Point labeling dataset excerpts
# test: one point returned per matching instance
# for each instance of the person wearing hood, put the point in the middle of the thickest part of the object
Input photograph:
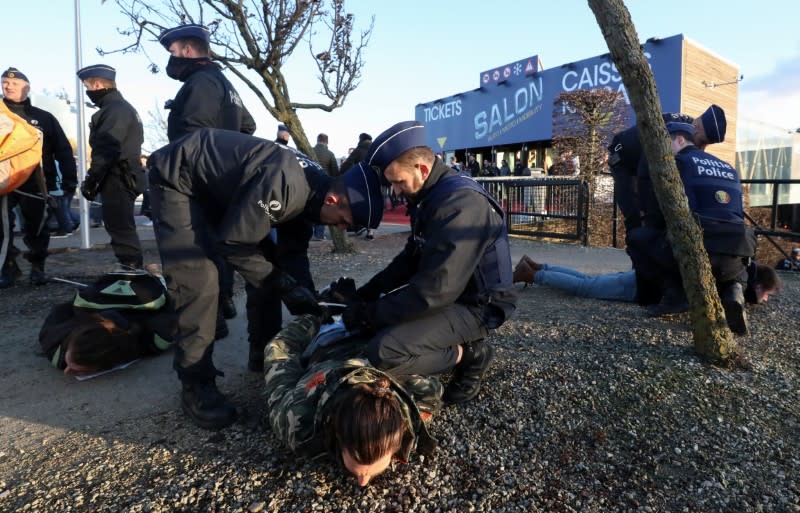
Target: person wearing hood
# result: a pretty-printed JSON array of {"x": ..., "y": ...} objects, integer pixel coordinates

## [Job]
Leave out the pictures and print every line of the data exactly.

## [Task result]
# test: one point returned per matching instance
# for each instance of the person wearing hood, put the point in the middle of the thickest part of the object
Input photograph:
Target: person wearing hood
# result: a pretty-printed JSON array of {"x": ..., "y": ...} objects, integer pixel coordinates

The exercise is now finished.